*** Block opens ***

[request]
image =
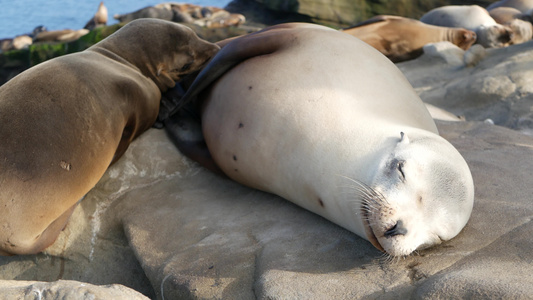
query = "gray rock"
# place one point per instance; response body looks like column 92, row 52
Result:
column 498, row 86
column 64, row 289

*** Block closes ***

Task requirements ::
With the pictures left out, write out all of the data exactly.

Solution ::
[request]
image =
query = "gray rock"
# place one point per instance; response body looks like column 92, row 52
Result:
column 498, row 86
column 64, row 289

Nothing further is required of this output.